→ What is being asked: Please could you give again the lines from the one holding "Exercise. Put one point on each instance of the wallaby front" through the final line of the data below, exactly, with no other lines?

→ Available data:
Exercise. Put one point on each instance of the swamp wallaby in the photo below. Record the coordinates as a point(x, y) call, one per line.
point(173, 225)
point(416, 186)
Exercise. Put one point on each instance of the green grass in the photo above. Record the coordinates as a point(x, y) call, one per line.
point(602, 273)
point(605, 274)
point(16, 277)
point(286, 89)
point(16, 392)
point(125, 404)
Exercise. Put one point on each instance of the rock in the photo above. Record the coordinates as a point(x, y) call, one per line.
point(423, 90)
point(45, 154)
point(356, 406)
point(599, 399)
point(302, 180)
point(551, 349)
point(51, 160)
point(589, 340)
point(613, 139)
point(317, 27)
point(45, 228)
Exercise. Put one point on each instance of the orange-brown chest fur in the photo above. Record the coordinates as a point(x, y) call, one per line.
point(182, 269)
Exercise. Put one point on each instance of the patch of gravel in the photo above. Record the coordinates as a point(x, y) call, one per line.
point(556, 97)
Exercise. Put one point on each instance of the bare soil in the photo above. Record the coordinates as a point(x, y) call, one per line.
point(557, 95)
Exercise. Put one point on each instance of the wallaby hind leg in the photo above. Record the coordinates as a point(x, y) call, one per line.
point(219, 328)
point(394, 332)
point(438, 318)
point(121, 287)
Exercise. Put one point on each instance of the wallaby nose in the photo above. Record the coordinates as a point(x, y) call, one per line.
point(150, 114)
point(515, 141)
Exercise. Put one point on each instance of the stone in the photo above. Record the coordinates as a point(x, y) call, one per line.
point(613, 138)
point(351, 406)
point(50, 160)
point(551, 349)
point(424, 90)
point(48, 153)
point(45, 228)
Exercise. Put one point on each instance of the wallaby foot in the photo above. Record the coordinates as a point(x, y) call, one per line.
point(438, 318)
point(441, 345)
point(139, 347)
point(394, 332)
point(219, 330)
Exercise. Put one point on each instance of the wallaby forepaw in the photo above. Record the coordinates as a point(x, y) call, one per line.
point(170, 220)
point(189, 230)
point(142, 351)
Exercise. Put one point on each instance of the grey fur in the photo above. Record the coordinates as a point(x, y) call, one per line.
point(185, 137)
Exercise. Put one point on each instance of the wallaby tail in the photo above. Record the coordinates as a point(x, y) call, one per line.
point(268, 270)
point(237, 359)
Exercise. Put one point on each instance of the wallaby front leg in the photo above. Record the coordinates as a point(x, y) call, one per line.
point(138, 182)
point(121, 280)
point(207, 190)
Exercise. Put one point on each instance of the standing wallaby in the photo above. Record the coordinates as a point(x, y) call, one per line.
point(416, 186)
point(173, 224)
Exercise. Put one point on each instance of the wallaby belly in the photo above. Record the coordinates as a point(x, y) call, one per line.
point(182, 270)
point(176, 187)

→ Result of the exercise:
Exercise. Put one point on each instance of the wallaby front leg in the photo above. Record the coordinates as a point(x, y) call, one per line.
point(138, 182)
point(121, 280)
point(207, 190)
Exercise. Put one point on each instance of the standing wallaby in the photo above. Record the coordinates as a point(x, y) call, one per line.
point(416, 186)
point(173, 224)
Exercise. Put one point on each instance of the wallaby belly in the photo above. Record the coordinates as a point(x, y) call, one per line.
point(182, 270)
point(176, 187)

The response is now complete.